WHAT THIS TASK INVOLVES:
Recast the rows, from the first line through the line containing "[[[156,46],[150,46],[149,48],[156,47]]]" inclusive, as a Markdown table with the columns "No." and "Text". Put a running number and one line in each table row, and leave out blank lines.
——————
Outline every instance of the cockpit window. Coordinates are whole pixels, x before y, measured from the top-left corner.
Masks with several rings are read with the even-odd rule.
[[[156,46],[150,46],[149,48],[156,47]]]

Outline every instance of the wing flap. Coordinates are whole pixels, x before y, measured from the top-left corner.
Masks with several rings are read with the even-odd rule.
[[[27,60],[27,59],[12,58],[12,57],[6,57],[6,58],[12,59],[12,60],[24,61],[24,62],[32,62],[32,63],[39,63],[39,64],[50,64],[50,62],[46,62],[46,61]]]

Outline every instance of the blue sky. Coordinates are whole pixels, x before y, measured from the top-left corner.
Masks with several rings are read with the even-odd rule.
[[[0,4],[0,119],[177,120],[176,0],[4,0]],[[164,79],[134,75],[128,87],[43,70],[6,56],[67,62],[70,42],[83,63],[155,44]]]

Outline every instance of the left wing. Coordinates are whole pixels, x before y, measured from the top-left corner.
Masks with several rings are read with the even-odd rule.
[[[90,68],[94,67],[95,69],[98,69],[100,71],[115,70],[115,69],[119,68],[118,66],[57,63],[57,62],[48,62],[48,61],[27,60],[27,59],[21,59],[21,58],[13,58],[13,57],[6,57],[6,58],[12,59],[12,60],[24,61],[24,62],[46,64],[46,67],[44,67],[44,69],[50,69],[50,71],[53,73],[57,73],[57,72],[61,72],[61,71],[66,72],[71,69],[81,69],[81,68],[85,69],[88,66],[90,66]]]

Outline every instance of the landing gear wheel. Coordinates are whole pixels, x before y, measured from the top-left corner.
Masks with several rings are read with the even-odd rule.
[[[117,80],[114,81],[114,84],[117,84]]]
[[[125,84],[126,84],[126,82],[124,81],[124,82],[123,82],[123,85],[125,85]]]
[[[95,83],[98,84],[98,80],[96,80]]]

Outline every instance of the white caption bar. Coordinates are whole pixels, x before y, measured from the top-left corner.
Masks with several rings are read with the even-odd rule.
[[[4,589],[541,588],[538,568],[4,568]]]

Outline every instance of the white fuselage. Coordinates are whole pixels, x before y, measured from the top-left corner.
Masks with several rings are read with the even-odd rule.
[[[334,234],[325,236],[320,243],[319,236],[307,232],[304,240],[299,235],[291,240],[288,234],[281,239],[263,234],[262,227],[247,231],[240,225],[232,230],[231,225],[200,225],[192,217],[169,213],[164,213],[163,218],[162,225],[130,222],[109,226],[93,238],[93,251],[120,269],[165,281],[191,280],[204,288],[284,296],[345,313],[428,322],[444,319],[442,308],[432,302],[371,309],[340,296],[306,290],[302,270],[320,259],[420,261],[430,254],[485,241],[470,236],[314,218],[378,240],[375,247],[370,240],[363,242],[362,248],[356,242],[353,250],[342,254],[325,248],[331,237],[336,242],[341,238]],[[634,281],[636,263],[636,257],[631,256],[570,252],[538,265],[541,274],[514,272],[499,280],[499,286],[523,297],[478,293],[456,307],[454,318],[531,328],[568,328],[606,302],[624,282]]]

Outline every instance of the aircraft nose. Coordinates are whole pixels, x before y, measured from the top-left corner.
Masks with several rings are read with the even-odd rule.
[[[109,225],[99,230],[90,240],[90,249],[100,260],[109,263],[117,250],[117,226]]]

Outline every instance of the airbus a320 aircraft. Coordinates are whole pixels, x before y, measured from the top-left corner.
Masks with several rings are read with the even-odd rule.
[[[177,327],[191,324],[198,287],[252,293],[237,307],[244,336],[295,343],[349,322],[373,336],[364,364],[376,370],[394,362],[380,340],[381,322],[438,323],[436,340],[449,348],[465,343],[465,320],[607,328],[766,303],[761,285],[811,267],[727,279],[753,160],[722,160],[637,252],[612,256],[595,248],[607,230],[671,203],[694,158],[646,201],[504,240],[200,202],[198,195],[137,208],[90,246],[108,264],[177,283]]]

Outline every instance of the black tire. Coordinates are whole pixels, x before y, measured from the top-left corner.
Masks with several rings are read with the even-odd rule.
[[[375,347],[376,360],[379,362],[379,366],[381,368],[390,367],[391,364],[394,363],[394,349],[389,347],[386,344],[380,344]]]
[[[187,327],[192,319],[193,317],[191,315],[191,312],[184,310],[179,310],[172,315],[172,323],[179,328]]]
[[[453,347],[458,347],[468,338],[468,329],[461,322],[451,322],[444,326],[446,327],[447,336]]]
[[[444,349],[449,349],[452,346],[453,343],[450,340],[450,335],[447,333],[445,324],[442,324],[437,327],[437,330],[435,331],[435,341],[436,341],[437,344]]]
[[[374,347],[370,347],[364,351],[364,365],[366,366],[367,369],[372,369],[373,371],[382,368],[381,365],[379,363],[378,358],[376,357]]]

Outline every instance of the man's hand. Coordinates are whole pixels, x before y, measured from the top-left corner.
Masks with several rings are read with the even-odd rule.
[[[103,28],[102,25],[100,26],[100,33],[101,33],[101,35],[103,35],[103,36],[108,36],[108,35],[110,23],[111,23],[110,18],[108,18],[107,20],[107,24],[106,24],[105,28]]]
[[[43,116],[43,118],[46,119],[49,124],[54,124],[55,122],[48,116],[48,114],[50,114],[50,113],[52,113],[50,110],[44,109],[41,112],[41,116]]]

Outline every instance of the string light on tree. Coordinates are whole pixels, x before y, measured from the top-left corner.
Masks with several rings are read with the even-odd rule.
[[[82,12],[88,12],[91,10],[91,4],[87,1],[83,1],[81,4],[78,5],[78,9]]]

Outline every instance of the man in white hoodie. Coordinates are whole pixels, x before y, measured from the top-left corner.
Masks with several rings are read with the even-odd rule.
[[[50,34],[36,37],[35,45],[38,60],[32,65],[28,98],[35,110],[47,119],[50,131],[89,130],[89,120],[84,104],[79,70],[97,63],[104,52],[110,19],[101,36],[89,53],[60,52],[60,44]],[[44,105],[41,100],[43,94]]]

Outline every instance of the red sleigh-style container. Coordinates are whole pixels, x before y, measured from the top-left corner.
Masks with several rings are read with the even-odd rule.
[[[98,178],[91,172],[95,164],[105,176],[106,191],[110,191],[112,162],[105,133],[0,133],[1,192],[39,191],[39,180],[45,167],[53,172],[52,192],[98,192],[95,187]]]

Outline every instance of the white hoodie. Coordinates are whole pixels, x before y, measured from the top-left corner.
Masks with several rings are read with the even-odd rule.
——————
WRITTEN ANSWER:
| No. | Text |
|---|---|
| 1 | Outline every instance of the cockpit window. Coordinates are whole pixels, x before y, measured from the top-left corner. |
| 2 | Masks with several rings are read with the even-odd rule. |
| 3 | [[[156,46],[150,46],[149,48],[156,47]]] |